Gibt es Hinweise auf eine "neue Physik" jenseits des Standardmodells? In den letzten Tagen und Wochen beflügelten Beschleunigerdaten sowohl vom Tevatron in den USA als auch vom CERN in Genf die Fantasie von Medien und Öffentlichkeit. Rolf-Dieter Heuer, Generaldirektor des europäischen Teilchenforschungszentrums CERN, erteilt den jüngsten Gerüchten eine klare Abfuhr: Die aktuelle Diskussion rühre nicht von belastbaren Daten her, sondern beruht auf systemimmanenten Schwächen der Großforschung.
Kalorimeter
spektrumdirekt: Herr Professor Heuer, in jüngster Zeit häufen sich die Meldungen, dass Forschergruppen sowohl am Fermilab-Teilchenbeschleuniger Tevatron in den Vereinigten Staaten als auch bei Ihnen am Large Hadron Collider LHC durch das ATLAS-Team bei Genf neue Effekte gemessen hätten – seien es nun Hinweise auf das Higgs-Teilchen, welches den anderen Elementarteilchen ihre Massen verleihen soll, oder gar auf eine ganz neue Physik jenseits des Standardmodells. Was ist genau passiert?

Rolf-Dieter Heuer | Der deutsche Physiker Rolf-Dieter Heuer leitet seit 2009 als Generaldirektor das CERN, wo mit dem Large Hadron Collider der größte Teilchenbeschleuniger der Welt in Betrieb ist.
Rolf-Dieter Heuer: Das Resultat vom Tevatron stammt von einem der beiden dort ansässigen Experimente. Es ist aber meiner Ansicht nach statistisch noch nicht signifikant genug. Zudem hat das zweite Tevatron-Experiment dieses Resultat bisher nicht bestätigt. Ich kann natürlich nicht für das Fermilab sprechen, nehme aber an, dass ihre zurückhaltende Pressearbeit damit zu begründen ist.

Die Meldung über einen eventuellen Hinweis auf eine neue Physik am LHC beruht auf einer CERN-internen Mitteilung einer Arbeitsgruppe innerhalb einer Kollaboration, die völlig ungeprüft öffentlich gemacht wurde. Es ist kein von der Kollaboration insgesamt genehmigtes oder veröffentlichtes Resultat. Daher sieht das CERN-Management auch keinen Grund zur Kommentierung. Wann immer es ein neues, belastbares Resultat zu einer wie auch immer gearteten "neuen Physik" am LHC geben wird, kündigen wir es entsprechend an und kommentieren es.

- - - - -

Fassen Sie das Interview oben über angebliche Hinweise auf eine neue Physik in zwei Sätzen zusammen.

▶ _Vorliegende Datensätze_:
- - - - -

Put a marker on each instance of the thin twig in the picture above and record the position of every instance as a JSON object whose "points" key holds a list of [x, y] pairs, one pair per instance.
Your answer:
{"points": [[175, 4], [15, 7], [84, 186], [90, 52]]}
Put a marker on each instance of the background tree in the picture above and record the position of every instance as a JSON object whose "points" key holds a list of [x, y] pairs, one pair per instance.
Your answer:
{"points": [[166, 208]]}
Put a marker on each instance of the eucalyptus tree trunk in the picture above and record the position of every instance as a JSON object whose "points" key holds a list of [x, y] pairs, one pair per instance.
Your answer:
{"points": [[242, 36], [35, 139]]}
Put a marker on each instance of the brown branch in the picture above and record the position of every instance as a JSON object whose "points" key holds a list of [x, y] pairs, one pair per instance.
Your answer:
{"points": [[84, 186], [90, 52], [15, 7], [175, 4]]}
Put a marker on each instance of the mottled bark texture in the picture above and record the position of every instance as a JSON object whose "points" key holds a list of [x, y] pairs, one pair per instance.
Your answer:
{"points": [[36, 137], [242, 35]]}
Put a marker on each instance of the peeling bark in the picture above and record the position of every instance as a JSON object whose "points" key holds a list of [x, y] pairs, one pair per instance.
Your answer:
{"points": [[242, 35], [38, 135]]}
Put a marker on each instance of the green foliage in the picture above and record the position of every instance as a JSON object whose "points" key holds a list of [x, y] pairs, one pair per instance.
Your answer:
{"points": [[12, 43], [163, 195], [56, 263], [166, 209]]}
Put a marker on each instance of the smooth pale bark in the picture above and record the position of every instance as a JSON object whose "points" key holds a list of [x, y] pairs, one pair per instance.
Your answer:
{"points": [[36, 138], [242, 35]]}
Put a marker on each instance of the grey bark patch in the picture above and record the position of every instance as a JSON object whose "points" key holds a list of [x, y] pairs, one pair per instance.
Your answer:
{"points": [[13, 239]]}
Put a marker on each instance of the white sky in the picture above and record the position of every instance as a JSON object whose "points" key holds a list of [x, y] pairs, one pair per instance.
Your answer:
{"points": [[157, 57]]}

- - - - -

▶ _Richtige Antwort_: CERN-Generaldirektor Rolf-Dieter Heuer weist die jüngsten Gerüchte über Hinweise auf eine neue Physik jenseits des Standardmodells zurück, da sie nicht auf belastbaren Daten beruhten. Das Resultat vom Tevatron sei statistisch noch nicht signifikant genug und vom zweiten Experiment dort nicht bestätigt, und die Meldung zum LHC gehe auf eine ungeprüft öffentlich gemachte interne Mitteilung einer Arbeitsgruppe zurück, die kein von der Kollaboration genehmigtes Resultat sei.